Input rows
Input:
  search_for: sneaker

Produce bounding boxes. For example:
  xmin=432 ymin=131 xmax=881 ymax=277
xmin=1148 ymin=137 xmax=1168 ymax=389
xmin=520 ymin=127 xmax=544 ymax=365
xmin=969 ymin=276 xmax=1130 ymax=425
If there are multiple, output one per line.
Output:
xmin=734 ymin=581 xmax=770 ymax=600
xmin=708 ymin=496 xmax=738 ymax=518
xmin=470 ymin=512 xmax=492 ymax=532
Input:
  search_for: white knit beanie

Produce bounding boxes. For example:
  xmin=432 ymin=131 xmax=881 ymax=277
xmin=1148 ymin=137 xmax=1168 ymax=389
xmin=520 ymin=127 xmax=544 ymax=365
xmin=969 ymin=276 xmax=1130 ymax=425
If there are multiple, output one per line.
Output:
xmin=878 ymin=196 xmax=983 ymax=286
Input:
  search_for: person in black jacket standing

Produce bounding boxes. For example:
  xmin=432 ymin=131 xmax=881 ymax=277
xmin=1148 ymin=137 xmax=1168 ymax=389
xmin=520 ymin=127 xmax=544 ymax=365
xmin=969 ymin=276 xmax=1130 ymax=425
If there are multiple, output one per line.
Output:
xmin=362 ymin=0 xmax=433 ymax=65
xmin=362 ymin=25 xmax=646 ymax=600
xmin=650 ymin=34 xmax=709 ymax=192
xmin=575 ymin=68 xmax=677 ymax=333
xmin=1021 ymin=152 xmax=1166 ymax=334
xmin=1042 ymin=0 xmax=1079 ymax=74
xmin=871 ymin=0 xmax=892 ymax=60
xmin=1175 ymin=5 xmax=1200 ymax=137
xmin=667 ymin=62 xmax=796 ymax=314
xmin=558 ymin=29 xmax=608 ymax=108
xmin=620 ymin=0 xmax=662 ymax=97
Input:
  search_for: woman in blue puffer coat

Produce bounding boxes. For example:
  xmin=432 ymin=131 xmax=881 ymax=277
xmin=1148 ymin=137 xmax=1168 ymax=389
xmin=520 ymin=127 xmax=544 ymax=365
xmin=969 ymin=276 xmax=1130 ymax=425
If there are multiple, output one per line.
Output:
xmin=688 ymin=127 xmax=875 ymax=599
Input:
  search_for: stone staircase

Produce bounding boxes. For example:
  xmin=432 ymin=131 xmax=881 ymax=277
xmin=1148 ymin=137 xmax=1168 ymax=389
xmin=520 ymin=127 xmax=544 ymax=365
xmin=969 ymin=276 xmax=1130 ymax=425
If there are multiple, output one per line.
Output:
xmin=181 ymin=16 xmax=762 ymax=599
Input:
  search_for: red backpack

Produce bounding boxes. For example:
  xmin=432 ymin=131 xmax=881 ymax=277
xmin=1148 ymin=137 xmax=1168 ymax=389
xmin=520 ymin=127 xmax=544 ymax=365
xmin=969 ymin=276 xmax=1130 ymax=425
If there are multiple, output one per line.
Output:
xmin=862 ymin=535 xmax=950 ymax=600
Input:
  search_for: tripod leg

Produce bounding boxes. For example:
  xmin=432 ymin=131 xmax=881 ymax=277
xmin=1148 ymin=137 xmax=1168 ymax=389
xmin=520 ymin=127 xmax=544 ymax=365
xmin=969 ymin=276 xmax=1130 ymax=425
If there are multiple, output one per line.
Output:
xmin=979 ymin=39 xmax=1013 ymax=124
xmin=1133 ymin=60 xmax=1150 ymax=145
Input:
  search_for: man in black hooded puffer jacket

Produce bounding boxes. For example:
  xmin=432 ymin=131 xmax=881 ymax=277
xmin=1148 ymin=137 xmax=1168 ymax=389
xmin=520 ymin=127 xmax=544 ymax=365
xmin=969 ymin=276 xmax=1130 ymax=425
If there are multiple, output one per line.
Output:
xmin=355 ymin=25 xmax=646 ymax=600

--

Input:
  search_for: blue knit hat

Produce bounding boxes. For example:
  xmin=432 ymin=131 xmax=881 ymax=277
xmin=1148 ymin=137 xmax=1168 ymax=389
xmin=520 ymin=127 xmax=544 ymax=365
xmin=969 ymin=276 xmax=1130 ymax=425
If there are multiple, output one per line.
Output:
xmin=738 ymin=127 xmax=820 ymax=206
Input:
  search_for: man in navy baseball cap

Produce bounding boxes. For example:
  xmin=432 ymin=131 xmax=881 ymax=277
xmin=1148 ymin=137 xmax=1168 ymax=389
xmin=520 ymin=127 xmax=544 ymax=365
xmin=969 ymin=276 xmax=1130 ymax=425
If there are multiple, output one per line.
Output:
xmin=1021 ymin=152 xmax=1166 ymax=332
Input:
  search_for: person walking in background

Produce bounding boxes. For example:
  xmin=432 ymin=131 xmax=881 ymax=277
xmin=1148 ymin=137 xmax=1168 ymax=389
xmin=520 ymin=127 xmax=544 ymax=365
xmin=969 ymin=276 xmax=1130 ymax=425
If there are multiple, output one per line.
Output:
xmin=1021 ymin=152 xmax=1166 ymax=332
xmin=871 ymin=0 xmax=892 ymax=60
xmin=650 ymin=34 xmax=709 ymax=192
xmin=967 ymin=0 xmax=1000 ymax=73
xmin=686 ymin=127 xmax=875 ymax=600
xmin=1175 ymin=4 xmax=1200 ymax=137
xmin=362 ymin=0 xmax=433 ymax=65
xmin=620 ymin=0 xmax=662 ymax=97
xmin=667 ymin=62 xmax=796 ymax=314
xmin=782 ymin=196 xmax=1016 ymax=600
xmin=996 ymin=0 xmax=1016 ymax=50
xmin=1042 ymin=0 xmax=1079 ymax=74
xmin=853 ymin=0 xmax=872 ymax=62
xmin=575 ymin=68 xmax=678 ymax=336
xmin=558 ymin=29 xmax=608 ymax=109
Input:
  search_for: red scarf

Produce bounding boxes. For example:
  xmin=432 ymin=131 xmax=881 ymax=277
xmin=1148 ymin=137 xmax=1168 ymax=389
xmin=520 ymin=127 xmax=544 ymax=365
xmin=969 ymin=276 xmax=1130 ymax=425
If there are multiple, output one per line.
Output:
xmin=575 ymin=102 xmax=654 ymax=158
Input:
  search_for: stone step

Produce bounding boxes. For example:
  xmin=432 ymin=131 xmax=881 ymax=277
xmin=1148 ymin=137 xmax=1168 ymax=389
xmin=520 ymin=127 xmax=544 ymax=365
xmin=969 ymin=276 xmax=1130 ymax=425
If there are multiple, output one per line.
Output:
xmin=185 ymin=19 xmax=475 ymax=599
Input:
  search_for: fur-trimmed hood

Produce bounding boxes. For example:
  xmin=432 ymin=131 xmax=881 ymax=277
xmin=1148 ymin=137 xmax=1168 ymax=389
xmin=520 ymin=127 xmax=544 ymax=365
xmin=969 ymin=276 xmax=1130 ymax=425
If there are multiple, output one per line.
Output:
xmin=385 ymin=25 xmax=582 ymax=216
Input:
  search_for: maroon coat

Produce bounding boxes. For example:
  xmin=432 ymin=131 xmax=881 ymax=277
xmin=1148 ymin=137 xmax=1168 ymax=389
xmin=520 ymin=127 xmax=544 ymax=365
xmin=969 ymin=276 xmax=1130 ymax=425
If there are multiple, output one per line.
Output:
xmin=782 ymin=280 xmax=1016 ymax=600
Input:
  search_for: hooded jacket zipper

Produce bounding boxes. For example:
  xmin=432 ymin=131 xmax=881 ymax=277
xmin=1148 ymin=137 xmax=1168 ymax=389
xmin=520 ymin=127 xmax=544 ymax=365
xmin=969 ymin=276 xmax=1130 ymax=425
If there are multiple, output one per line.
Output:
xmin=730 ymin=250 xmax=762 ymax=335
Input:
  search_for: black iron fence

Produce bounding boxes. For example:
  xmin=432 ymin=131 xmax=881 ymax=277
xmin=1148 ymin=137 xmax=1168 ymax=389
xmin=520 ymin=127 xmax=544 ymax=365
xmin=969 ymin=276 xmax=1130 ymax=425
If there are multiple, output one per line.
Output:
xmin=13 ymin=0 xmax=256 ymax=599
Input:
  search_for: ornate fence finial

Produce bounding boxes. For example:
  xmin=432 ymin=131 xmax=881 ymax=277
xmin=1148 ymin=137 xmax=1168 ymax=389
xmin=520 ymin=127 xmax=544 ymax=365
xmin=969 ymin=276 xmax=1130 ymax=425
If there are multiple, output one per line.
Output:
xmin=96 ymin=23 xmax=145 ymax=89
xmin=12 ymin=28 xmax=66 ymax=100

--

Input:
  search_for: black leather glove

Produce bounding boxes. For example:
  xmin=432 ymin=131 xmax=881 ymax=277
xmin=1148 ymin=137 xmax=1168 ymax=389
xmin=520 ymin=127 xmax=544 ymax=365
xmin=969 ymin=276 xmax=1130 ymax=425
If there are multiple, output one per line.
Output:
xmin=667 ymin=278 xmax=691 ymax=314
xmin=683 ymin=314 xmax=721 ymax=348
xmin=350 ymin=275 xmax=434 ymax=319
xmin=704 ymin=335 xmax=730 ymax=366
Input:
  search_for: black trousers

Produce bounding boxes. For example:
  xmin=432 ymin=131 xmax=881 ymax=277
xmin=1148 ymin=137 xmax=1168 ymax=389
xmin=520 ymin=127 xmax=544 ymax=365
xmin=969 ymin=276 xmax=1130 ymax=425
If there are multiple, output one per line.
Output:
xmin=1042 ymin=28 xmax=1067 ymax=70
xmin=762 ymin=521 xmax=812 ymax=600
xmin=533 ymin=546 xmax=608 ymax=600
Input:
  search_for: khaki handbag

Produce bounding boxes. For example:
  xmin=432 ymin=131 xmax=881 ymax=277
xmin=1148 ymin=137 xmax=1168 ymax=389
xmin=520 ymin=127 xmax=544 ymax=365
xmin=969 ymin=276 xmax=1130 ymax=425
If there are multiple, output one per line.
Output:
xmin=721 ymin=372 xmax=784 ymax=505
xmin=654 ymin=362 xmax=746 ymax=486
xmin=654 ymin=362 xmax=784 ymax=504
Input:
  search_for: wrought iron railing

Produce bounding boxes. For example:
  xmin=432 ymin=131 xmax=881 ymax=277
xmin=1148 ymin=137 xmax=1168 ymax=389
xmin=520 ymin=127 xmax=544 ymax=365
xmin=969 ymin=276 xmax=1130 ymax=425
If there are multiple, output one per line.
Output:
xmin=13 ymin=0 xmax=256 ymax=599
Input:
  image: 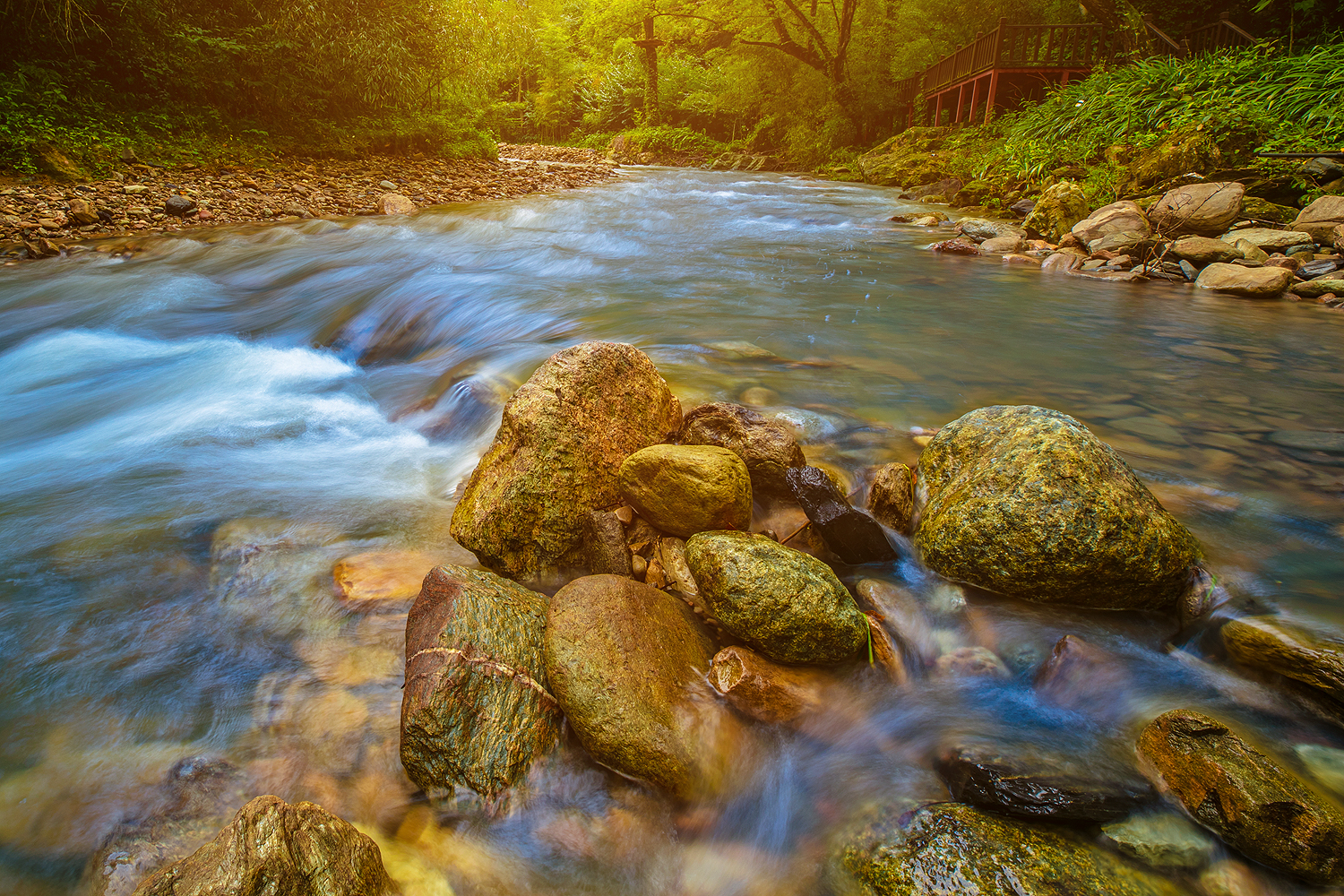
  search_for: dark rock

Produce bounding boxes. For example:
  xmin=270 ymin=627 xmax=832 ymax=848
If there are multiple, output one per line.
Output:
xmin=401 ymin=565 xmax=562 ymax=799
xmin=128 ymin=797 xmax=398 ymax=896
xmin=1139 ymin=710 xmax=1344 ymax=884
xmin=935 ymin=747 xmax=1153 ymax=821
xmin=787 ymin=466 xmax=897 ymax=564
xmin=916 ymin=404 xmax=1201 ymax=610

Your objective
How many lines in the records above contain the string "hooded"? Case counts. Give only the number.

Response to this exercise
2